Supplied information:
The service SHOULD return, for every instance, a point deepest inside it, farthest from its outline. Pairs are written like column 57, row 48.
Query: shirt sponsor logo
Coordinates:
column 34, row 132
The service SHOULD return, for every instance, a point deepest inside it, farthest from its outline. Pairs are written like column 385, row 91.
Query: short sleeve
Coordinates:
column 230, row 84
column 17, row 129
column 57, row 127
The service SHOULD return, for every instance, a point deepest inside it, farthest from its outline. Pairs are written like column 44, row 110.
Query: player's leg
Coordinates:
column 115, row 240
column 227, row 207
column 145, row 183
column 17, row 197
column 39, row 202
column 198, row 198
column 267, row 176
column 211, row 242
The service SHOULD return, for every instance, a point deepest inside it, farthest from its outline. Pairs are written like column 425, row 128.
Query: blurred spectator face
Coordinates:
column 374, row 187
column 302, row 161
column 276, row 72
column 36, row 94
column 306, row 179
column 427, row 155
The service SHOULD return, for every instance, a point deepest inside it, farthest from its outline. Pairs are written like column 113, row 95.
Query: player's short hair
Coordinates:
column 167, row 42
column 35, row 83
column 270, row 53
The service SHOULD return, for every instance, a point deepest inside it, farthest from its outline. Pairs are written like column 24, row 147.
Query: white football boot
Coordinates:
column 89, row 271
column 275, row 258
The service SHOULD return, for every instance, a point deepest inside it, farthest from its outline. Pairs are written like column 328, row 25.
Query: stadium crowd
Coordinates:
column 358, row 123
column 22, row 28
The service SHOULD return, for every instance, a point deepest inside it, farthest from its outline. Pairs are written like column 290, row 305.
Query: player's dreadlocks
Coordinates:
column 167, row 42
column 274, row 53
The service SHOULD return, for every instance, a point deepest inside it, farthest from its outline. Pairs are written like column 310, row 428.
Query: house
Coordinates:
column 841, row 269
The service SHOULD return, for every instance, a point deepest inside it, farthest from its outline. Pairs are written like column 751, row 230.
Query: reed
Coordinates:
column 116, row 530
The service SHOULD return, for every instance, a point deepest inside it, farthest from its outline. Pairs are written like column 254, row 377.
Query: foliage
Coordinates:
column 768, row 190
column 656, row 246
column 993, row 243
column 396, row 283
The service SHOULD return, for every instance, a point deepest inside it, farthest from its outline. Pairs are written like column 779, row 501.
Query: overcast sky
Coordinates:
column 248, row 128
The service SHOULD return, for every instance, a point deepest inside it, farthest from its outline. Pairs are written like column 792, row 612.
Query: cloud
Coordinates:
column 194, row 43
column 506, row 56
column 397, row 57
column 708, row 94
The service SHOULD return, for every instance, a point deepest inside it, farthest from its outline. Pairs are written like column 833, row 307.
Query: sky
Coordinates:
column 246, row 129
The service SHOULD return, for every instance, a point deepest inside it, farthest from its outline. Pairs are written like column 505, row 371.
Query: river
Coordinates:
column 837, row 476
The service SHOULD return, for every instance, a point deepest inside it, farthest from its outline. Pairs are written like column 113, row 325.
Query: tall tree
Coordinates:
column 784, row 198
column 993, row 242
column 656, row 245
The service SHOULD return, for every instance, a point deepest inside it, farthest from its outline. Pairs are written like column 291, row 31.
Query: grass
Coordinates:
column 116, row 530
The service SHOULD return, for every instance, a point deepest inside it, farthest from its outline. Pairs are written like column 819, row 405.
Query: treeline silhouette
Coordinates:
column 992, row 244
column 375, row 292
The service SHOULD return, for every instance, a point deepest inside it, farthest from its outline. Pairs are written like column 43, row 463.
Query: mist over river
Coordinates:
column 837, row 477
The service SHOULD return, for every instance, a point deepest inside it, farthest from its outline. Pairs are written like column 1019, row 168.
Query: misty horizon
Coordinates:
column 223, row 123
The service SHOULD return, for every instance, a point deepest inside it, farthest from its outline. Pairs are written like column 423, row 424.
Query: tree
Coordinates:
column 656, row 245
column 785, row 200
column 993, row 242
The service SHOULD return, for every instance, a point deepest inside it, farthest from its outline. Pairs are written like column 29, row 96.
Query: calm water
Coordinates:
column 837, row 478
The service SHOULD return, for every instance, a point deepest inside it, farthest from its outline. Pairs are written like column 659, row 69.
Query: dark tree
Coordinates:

The task:
Extract every record and return it verbatim.

Full output:
The service SHOULD return, for every instance, a point deepest inside it, farthest from its outline. Pairs are written like column 57, row 48.
Query: shirt sponsor logo
Coordinates:
column 34, row 132
The service SHOULD return, for every instance, a point deepest inside it, farthest from its outline. Pairs are written like column 385, row 91.
Query: short sleeve
Coordinates:
column 230, row 84
column 17, row 129
column 57, row 127
The service SHOULD return, for every instance, a point deepest inside it, farthest from its outline. Pairs are written like column 44, row 110.
Query: player's leg
Coordinates:
column 115, row 240
column 227, row 207
column 145, row 183
column 17, row 197
column 39, row 202
column 198, row 198
column 267, row 176
column 211, row 242
The service SHOULD return, for every instance, a point deepest inside it, farthest from its outline. Pairs are written like column 425, row 128.
Query: blurred spectator face
Coordinates:
column 374, row 187
column 302, row 161
column 276, row 72
column 36, row 94
column 306, row 179
column 427, row 155
The service SHOULD return, for every instance, a point deepest inside it, farthest from its outline. Pairs are written like column 113, row 95.
Query: player's short hair
Coordinates:
column 167, row 42
column 35, row 83
column 270, row 53
The service SHOULD return, for every instance, a point deepest inside it, farthest from its outline. Pairs are written like column 24, row 147.
Query: white football boot
Coordinates:
column 89, row 271
column 275, row 258
The service SHOULD return, for every instance, a point deepest inside it, farthest from its outline. Pairs are written like column 328, row 25.
Query: stadium crowd
Coordinates:
column 358, row 123
column 22, row 28
The service SHOULD return, for every instance, a point deepest inside it, farthest from its outline. Pairs are written like column 290, row 305.
Query: player's dreadlocks
Coordinates:
column 167, row 42
column 274, row 53
The service SHOULD return, for every instance, a point deepest inside it, farthest from its outline. Pairs are written like column 310, row 428.
Query: house
Coordinates:
column 841, row 269
The service SHOULD return, for every instance, a point deepest inside it, farthest from its outline. Pairs are written like column 751, row 230.
Query: reed
Coordinates:
column 116, row 530
The service SHOULD return, for every instance, a point deepest inside it, farthest from its outline. Pairs are written like column 254, row 377.
Query: foliage
Coordinates:
column 768, row 190
column 656, row 246
column 993, row 243
column 396, row 283
The service SHOULD return, for every instance, a point deepest inside it, farthest from its outline. Pairs are written like column 779, row 501.
Query: overcast sky
Coordinates:
column 248, row 128
The service SHOULD return, for every instance, a point deepest inside it, farthest from its outline. Pairs are written like column 792, row 612.
Query: cloud
Coordinates:
column 194, row 43
column 506, row 56
column 397, row 57
column 708, row 94
The service SHOULD return, for every instance, a point deepest inside it, farthest from its outline. Pairs are written like column 833, row 307.
Query: sky
Coordinates:
column 246, row 129
The service SHOULD return, for every instance, a point deepest inside it, farthest from its outline. Pairs are written like column 505, row 371.
Query: river
Coordinates:
column 837, row 476
The service SHOULD return, for every instance, a point deepest inside it, farthest from its outline. Pairs are written like column 113, row 325.
Query: tall tree
Coordinates:
column 784, row 198
column 993, row 242
column 656, row 245
The service SHOULD return, for every instance, a point deepest inside it, farthest from its outline. Pairs are written like column 291, row 31.
Query: grass
Coordinates:
column 116, row 530
The service SHOULD return, for every instance, a point deepest inside it, farthest from its outline. Pairs are written like column 819, row 405.
Query: treeline silhouette
Coordinates:
column 992, row 244
column 375, row 292
The service SHOULD return, for every instance, a point deepest inside it, farthest from its outline. Pairs are written like column 43, row 463.
Query: mist over river
Coordinates:
column 837, row 477
The service SHOULD return, for every instance, a point deepest inside it, farthest from its outline. Pairs are written like column 1019, row 168.
Query: misty horizon
Coordinates:
column 223, row 123
The service SHOULD return, for every instance, a point deepest inside it, farthest from its outline. Pairs are written like column 423, row 424.
Query: tree
Coordinates:
column 656, row 245
column 785, row 200
column 993, row 242
The service SHOULD return, for every instance, a point deepest inside it, farthest from its outline. Pairs are written like column 29, row 96.
Query: calm water
Coordinates:
column 837, row 478
The service SHOULD return, for every instance, a point deepest inside it, farthest from its outline. Pairs are written like column 659, row 69.
Query: dark tree
Coordinates:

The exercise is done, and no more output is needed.